◆ **WHAT THIS TASK INVOLVES**: Return the lines below word for word, leaving out the pictures.

◆ **INPUT DATA**:

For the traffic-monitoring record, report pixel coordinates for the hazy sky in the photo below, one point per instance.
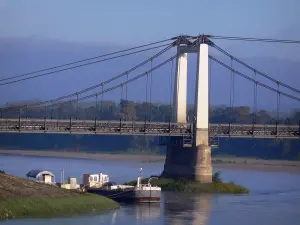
(133, 21)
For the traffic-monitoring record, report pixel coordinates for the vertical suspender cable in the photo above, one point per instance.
(278, 107)
(101, 105)
(121, 101)
(171, 90)
(230, 98)
(96, 108)
(77, 106)
(126, 86)
(150, 98)
(209, 99)
(146, 96)
(278, 102)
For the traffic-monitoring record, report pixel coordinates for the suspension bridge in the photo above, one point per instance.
(190, 140)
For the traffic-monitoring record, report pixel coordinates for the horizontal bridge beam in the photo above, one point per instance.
(52, 126)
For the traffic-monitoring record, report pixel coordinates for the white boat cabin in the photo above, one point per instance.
(95, 180)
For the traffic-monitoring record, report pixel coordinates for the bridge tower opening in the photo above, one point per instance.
(194, 161)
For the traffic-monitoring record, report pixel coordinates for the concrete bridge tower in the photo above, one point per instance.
(194, 161)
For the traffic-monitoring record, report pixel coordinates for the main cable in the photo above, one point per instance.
(79, 61)
(272, 40)
(253, 80)
(73, 67)
(100, 84)
(118, 85)
(254, 70)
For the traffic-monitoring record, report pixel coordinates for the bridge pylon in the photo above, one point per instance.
(192, 162)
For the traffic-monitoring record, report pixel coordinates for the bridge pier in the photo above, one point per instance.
(193, 162)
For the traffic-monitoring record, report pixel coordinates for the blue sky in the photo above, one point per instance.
(138, 21)
(135, 22)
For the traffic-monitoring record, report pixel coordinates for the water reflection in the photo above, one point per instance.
(182, 208)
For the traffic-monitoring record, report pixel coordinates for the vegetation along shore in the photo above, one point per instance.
(23, 198)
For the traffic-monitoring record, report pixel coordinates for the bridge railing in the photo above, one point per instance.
(146, 128)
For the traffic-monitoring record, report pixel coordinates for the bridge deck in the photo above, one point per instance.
(23, 125)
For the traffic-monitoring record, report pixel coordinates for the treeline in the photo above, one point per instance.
(127, 110)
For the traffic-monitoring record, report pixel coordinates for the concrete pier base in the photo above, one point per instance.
(193, 163)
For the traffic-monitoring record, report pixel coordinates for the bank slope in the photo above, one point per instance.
(22, 198)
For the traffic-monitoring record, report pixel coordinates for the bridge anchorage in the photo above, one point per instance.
(189, 143)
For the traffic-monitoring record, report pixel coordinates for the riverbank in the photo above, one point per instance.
(182, 185)
(218, 162)
(23, 198)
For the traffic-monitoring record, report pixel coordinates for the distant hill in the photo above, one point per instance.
(18, 56)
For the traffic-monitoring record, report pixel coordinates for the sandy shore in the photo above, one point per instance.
(218, 162)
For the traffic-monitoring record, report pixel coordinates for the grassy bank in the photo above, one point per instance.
(183, 185)
(22, 198)
(53, 207)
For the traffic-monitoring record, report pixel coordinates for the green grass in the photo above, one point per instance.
(182, 185)
(49, 207)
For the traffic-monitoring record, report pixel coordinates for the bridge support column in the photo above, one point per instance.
(194, 162)
(180, 89)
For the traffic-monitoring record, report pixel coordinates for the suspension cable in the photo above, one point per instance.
(171, 90)
(150, 100)
(102, 83)
(146, 116)
(251, 79)
(119, 85)
(254, 99)
(84, 60)
(278, 103)
(251, 68)
(209, 86)
(96, 107)
(230, 98)
(102, 95)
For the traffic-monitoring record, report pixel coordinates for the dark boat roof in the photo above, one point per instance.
(37, 173)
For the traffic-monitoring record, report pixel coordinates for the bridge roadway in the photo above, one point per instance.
(31, 125)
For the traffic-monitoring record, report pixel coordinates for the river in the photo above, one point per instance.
(274, 198)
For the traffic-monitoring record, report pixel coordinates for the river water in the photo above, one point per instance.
(274, 198)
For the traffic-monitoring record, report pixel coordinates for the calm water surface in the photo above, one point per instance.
(274, 198)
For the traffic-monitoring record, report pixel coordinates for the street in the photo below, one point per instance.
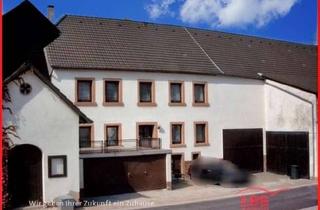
(292, 199)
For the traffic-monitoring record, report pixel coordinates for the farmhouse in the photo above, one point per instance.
(194, 92)
(153, 97)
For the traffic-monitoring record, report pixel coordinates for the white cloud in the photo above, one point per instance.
(160, 8)
(234, 13)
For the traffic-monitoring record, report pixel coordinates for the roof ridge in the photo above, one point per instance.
(284, 42)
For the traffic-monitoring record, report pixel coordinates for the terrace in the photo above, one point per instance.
(122, 145)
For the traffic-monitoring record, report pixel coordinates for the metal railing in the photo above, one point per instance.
(104, 146)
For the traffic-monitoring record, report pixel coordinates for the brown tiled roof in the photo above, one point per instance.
(109, 44)
(29, 66)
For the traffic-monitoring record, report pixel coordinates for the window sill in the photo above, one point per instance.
(177, 145)
(201, 144)
(146, 104)
(177, 104)
(113, 104)
(85, 103)
(200, 104)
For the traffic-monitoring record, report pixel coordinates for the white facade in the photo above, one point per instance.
(42, 119)
(290, 109)
(234, 103)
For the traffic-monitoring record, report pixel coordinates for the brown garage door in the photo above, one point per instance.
(243, 147)
(106, 176)
(288, 148)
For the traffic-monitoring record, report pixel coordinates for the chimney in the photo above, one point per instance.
(51, 12)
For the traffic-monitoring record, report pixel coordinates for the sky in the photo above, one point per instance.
(290, 20)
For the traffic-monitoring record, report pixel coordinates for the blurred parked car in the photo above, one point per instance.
(218, 171)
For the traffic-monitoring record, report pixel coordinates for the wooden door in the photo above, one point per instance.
(25, 175)
(243, 147)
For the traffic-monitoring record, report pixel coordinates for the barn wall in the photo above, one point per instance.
(291, 109)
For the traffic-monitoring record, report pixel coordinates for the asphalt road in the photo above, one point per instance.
(299, 198)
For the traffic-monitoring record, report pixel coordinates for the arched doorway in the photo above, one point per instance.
(25, 175)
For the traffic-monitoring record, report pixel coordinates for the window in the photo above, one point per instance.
(85, 136)
(85, 92)
(112, 92)
(176, 93)
(146, 93)
(195, 155)
(200, 94)
(201, 133)
(177, 134)
(113, 133)
(57, 166)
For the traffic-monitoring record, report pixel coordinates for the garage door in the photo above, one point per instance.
(106, 176)
(243, 147)
(288, 148)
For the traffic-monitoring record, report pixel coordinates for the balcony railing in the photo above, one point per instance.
(99, 146)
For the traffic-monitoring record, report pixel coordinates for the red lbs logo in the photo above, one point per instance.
(257, 201)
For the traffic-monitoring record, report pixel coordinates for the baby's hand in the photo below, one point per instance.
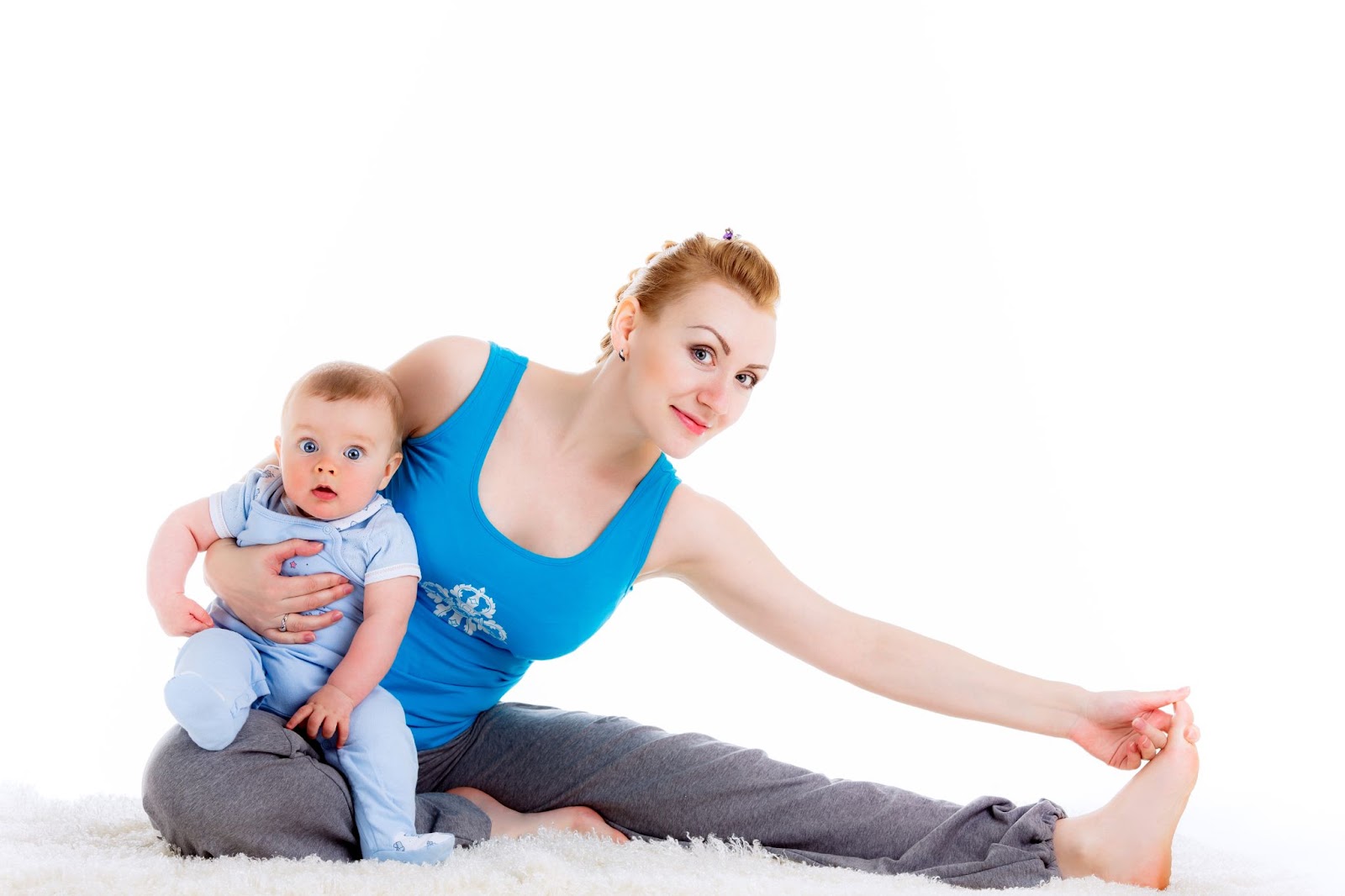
(327, 712)
(181, 615)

◆ **RESPONSE TO THE TASK**:
For the traffic-monitoring record, report pixel coordinates for the hazy sky in the photo below, one point per instance.
(133, 21)
For the traffic-monitoring record, report pixel coordinates for the vertical suspender cable in the photo above, one point per instance.
(278, 107)
(101, 105)
(121, 101)
(171, 90)
(230, 98)
(96, 108)
(77, 106)
(126, 86)
(150, 98)
(209, 99)
(146, 96)
(278, 102)
For the traffic-monitoring record, report pixel coordinates for the suspension bridge in the photo above, one point per instance.
(190, 140)
For the traffic-monitoring record, report pixel coordinates for the horizontal bridge beam in the photo above, one point per instance.
(52, 126)
For the traffic-monitoring record, report pixel coordinates for the white boat cabin in the photo above, one point per instance.
(95, 180)
For the traffic-monitoring record, report pixel coordinates for the bridge tower opening in the photo above, one point per instance.
(194, 161)
For the traffic-monitoring record, report pixel coordinates for the concrete bridge tower in the photo above, one point per instance.
(194, 161)
For the traffic-monitoring record, report pixel coordinates for the main cable in the photo above, one point per instance.
(79, 61)
(272, 40)
(253, 80)
(73, 67)
(100, 84)
(118, 85)
(254, 70)
For the traffic-monitoring record, report pixel coordinates for the bridge pylon in the photo above, one point per instance.
(192, 162)
For the traffic-monitoring record, report pixel coordinates for the bridge pier in the photo above, one point per instance.
(193, 162)
For the traffic-monitoring record, report pixel coordinates for the blue sky in the photo above, one point per instance.
(138, 21)
(135, 22)
For the traffic-monitoring record, report pixel coordinates for the water reflection in the photo above, one point per instance.
(182, 208)
For the traffic-monitoring record, report pixel coordinates for the vegetation along shore in the photo above, one point per instance.
(23, 198)
For the traffic-monitoring record, report pixel coordinates for the bridge railing in the photo above, one point per instance.
(146, 128)
For the traffic-monitoring record, report pixel coordinates for the bridge deck in the photo above, one point per instance.
(23, 125)
For the traffic-monitoring record, report pixel coordinates for the treeline in the photo above, one point per instance.
(127, 110)
For the traffic-monitoring record, report pixel coordinates for the concrete pier base in the photo above, one point per instance.
(193, 163)
For the traffic-monitoring record, report pixel coordinates for the bank slope in the photo above, one point per instance.
(22, 198)
For the traffic-monitoring record, report pixel coordinates for the bridge anchorage in the photo above, one point per instance.
(189, 143)
For the traffic-monitoring record, report pixel coordinates for the riverbank in the photo above, one point per instance.
(182, 185)
(218, 162)
(23, 198)
For the traffic-monitoring record, report pixel coordinates for the distant hill in the photo above, one point per instance.
(18, 56)
For the traffic-monitoring record, report pixel coordinates for the sandy shore in the photo above, one point per instance.
(218, 162)
For the traffic-monitoring record, report pixel coordinates for the grassy bank in the photo above, one point per instance.
(183, 185)
(22, 198)
(53, 207)
For the traffic-monitoring record, report pixel coordinates for the green grass in the photo above, one point per instance.
(182, 185)
(49, 207)
For the traffic-monitoring record, report pixel coordinates for the bridge support column in the photo above, one point per instance.
(194, 162)
(180, 89)
For the traffic-monitoring record, report pixel coordinates for the suspension cable in the photo above, one point per instance.
(171, 90)
(150, 100)
(102, 83)
(146, 116)
(251, 79)
(119, 85)
(254, 99)
(84, 60)
(278, 103)
(251, 68)
(209, 86)
(96, 107)
(230, 98)
(102, 95)
For the traffic-monitoring record, report pixel coordinates for the dark boat roof in the photo above, one point per instance.
(37, 173)
For the traffic-monitoring record, report pixel coordinates for the bridge roadway in the photo above, one point per instance.
(31, 125)
For the traffic-monitoring record, report pixel coordinates for the river in the photo above, one point per instance.
(274, 198)
For the traffic-monitoring record, report pixel coordinates for the river water in the photo above, one point per instance.
(274, 198)
For the traffic-monitoring record, report pixel coordinates for the calm water surface in the photo above, one point per instance.
(274, 198)
For the traffic-monitoring record, report pixel coordinates for the street in the photo below, one point per instance.
(292, 199)
For the traffic-monitoring record, report pixel coordinates for the farmhouse in the photo above, one point per instance.
(194, 92)
(153, 97)
For the traffic-monitoring record, report pixel coordinates for the white cloud in the photo above, one point per instance.
(160, 8)
(234, 13)
For the traffic-monitoring record, report pixel coordinates for the roof ridge in the photo above, one point per instance.
(284, 42)
For the traffic-monitoring record, report pixel coordinates for the terrace in the photo above, one point per instance.
(122, 145)
For the traffic-monitoring record, report pixel coordinates for the metal railing in the photo above, one point per instance.
(104, 146)
For the traffic-monitoring record, report pixel coordinates for the brown tiled roof in the photo above, one point per instance.
(109, 44)
(29, 66)
For the traffic-monitoring record, report pixel coordinates for the window sill in the photo above, one point per instance.
(177, 145)
(201, 144)
(146, 104)
(177, 104)
(113, 104)
(85, 103)
(200, 104)
For the traffic-monitoring record, report pixel coordinates for the white facade in the photo above, one point per instance.
(42, 119)
(290, 109)
(234, 103)
For the traffic-monitoring record, report pixel coordinates for the brown garage door in the photo above, one point per instance.
(243, 147)
(106, 176)
(288, 148)
For the traffic-monitoring record, report pixel coordinates for the chimney in the photo above, one point per instance.
(51, 12)
For the traffic-monitoring record, report pixel coordinates for the sky in the photo above, one point per instance.
(290, 20)
For the traffic-monitoring record, report pixel coordinates for the blurred parked car in the photo above, one point per instance.
(218, 171)
For the traffic-monitoring record, report pixel coordinates for the wooden door in the photo above, one point per instance.
(25, 175)
(243, 147)
For the traffic-monitoring record, report pixel coordinates for the barn wall in the photo above, one point per instance.
(291, 109)
For the traffic-monitoring record, report pixel coordinates for the asphalt road in the photo above, one point per instance.
(299, 198)
For the traffic-monitoring record, report pixel coordinates for the arched doorway in the photo above, one point per instance.
(25, 175)
For the traffic-monitoring record, report pixel coordinates for the window in the photo above, one point per instance.
(85, 136)
(85, 92)
(112, 92)
(176, 93)
(146, 93)
(195, 155)
(200, 94)
(201, 133)
(177, 134)
(113, 133)
(57, 166)
For the traffic-monitoring record, report pixel coordinates for the garage door in the photo above, one point per instance.
(106, 176)
(243, 147)
(288, 148)
For the traffic-monitoring record, report pixel coordinates for the balcony railing in the photo above, one point per instance.
(99, 146)
For the traffic-monitoring record, report pixel coordinates for the red lbs logo in the photo above, one point per instance.
(257, 201)
For the traffic-monitoring record, report pixel coordinates for the baby's hand in the photo below, one point per instance.
(327, 712)
(181, 615)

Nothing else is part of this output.